* **What is asked**: Please reproduce all of the records below word for word, with every line unchanged and in the same order.

— Start Data to process —

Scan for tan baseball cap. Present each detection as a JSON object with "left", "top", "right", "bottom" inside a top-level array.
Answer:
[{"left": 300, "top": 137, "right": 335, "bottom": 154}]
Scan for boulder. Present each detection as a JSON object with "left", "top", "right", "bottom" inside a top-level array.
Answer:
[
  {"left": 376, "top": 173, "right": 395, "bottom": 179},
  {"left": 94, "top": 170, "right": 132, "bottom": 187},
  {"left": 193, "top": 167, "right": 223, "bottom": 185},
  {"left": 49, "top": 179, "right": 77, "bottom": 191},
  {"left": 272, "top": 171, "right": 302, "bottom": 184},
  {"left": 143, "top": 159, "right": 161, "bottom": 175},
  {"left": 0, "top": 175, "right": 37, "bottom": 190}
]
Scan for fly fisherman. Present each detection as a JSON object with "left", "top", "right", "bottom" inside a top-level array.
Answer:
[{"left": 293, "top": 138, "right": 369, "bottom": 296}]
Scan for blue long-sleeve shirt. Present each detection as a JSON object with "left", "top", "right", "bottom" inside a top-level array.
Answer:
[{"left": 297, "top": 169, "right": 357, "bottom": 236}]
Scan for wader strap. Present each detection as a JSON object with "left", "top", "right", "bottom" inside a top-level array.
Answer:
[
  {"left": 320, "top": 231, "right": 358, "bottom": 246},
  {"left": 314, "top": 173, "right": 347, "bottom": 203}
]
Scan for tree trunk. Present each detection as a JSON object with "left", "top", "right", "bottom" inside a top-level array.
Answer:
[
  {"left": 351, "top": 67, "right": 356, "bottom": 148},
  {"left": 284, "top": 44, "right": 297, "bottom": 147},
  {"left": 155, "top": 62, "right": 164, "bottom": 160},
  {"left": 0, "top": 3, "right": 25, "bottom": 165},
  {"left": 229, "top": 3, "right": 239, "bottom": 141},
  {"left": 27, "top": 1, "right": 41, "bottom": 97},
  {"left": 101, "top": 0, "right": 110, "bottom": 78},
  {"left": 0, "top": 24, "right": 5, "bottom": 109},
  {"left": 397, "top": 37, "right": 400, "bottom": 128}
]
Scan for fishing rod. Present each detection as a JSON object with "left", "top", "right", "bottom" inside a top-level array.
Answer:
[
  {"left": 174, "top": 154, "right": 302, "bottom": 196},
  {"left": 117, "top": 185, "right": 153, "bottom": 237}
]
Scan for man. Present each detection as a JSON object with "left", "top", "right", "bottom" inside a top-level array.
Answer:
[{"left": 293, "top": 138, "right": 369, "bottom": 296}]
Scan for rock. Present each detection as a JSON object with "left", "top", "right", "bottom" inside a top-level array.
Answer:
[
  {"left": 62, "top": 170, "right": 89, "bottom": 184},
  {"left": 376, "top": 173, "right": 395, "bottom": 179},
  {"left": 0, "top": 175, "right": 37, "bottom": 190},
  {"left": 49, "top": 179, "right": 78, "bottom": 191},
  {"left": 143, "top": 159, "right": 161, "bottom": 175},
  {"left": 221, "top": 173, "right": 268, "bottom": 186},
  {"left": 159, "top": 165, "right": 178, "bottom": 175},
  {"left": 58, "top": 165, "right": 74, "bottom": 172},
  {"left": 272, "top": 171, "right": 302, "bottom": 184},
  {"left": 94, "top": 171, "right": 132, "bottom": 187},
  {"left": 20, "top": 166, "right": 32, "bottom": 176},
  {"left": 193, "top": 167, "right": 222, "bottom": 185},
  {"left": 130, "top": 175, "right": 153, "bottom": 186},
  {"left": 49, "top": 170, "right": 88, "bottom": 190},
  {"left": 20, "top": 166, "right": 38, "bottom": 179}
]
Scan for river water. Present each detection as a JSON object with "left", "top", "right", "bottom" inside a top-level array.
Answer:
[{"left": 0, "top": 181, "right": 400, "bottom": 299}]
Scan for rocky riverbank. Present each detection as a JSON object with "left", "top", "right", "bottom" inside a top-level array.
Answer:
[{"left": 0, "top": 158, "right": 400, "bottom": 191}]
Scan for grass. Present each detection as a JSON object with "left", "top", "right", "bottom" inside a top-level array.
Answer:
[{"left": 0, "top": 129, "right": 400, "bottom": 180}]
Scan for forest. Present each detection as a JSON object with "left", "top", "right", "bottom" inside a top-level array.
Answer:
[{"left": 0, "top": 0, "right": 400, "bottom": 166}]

— End Data to process —

* **Response to the exercise**:
Scan for tan baseball cap. Present each detection as a JSON object with "left", "top", "right", "bottom" inside a top-level array.
Answer:
[{"left": 300, "top": 137, "right": 335, "bottom": 154}]
Scan for boulder. Present each detection as a JSON object with "left", "top", "right", "bottom" inside a top-level array.
Answer:
[
  {"left": 376, "top": 173, "right": 395, "bottom": 179},
  {"left": 94, "top": 170, "right": 132, "bottom": 187},
  {"left": 193, "top": 167, "right": 223, "bottom": 185},
  {"left": 49, "top": 179, "right": 77, "bottom": 191},
  {"left": 272, "top": 171, "right": 302, "bottom": 184},
  {"left": 143, "top": 159, "right": 161, "bottom": 175},
  {"left": 0, "top": 175, "right": 37, "bottom": 190}
]
Scan for fly fisherman. Present each detection as a JSON object with "left", "top", "right", "bottom" inside a top-level array.
Answer:
[{"left": 293, "top": 138, "right": 369, "bottom": 296}]
Scan for blue long-sleeve shirt. Present each detection as a JSON object with "left", "top", "right", "bottom" inside a top-level array.
Answer:
[{"left": 297, "top": 169, "right": 357, "bottom": 236}]
Scan for wader strap. Present each detection as a JSON object with "left", "top", "right", "bottom" inside a top-level array.
Answer:
[
  {"left": 320, "top": 231, "right": 358, "bottom": 246},
  {"left": 314, "top": 173, "right": 347, "bottom": 203}
]
Scan for tree trunk. Present each detection as a JSON object with "left", "top", "right", "bottom" inside a top-level array.
Answer:
[
  {"left": 351, "top": 67, "right": 356, "bottom": 148},
  {"left": 284, "top": 44, "right": 297, "bottom": 147},
  {"left": 155, "top": 62, "right": 164, "bottom": 160},
  {"left": 0, "top": 3, "right": 25, "bottom": 165},
  {"left": 229, "top": 3, "right": 239, "bottom": 141},
  {"left": 27, "top": 1, "right": 41, "bottom": 97},
  {"left": 101, "top": 0, "right": 110, "bottom": 78},
  {"left": 0, "top": 24, "right": 5, "bottom": 109},
  {"left": 397, "top": 37, "right": 400, "bottom": 128}
]
Scan for fishing rod. Present each detection as a JSON object with "left", "top", "right", "bottom" inside a top-level array.
Answer:
[
  {"left": 174, "top": 154, "right": 302, "bottom": 196},
  {"left": 117, "top": 185, "right": 153, "bottom": 237}
]
Scan for man. Present each detection as a JSON object with "left", "top", "right", "bottom" inside a top-level array.
Answer:
[{"left": 293, "top": 138, "right": 369, "bottom": 296}]
Scan for rock. Present each detection as a JSON object with "left", "top", "right", "bottom" inside a top-level array.
Answer:
[
  {"left": 62, "top": 170, "right": 89, "bottom": 184},
  {"left": 376, "top": 173, "right": 395, "bottom": 179},
  {"left": 0, "top": 175, "right": 37, "bottom": 190},
  {"left": 49, "top": 179, "right": 78, "bottom": 191},
  {"left": 143, "top": 159, "right": 161, "bottom": 175},
  {"left": 221, "top": 173, "right": 268, "bottom": 186},
  {"left": 159, "top": 165, "right": 178, "bottom": 175},
  {"left": 58, "top": 165, "right": 74, "bottom": 172},
  {"left": 272, "top": 171, "right": 302, "bottom": 184},
  {"left": 94, "top": 171, "right": 132, "bottom": 187},
  {"left": 20, "top": 166, "right": 32, "bottom": 176},
  {"left": 193, "top": 167, "right": 222, "bottom": 185},
  {"left": 130, "top": 175, "right": 153, "bottom": 186},
  {"left": 49, "top": 170, "right": 88, "bottom": 190},
  {"left": 20, "top": 166, "right": 38, "bottom": 179}
]
Scan for river water. Present each detection as a JSON object with "left", "top", "right", "bottom" inside a top-level array.
Answer:
[{"left": 0, "top": 181, "right": 400, "bottom": 299}]
Scan for rocky riverbank. Present each detection as a JSON object with "left", "top", "right", "bottom" inside a top-level array.
Answer:
[{"left": 0, "top": 158, "right": 400, "bottom": 191}]
Scan for grass. Present each detection as a JSON object with "left", "top", "right", "bottom" inside a top-level array.
Answer:
[{"left": 0, "top": 129, "right": 400, "bottom": 180}]
Scan for forest. Present each detection as a JSON object with "left", "top", "right", "bottom" inside a top-level array.
Answer:
[{"left": 0, "top": 0, "right": 400, "bottom": 166}]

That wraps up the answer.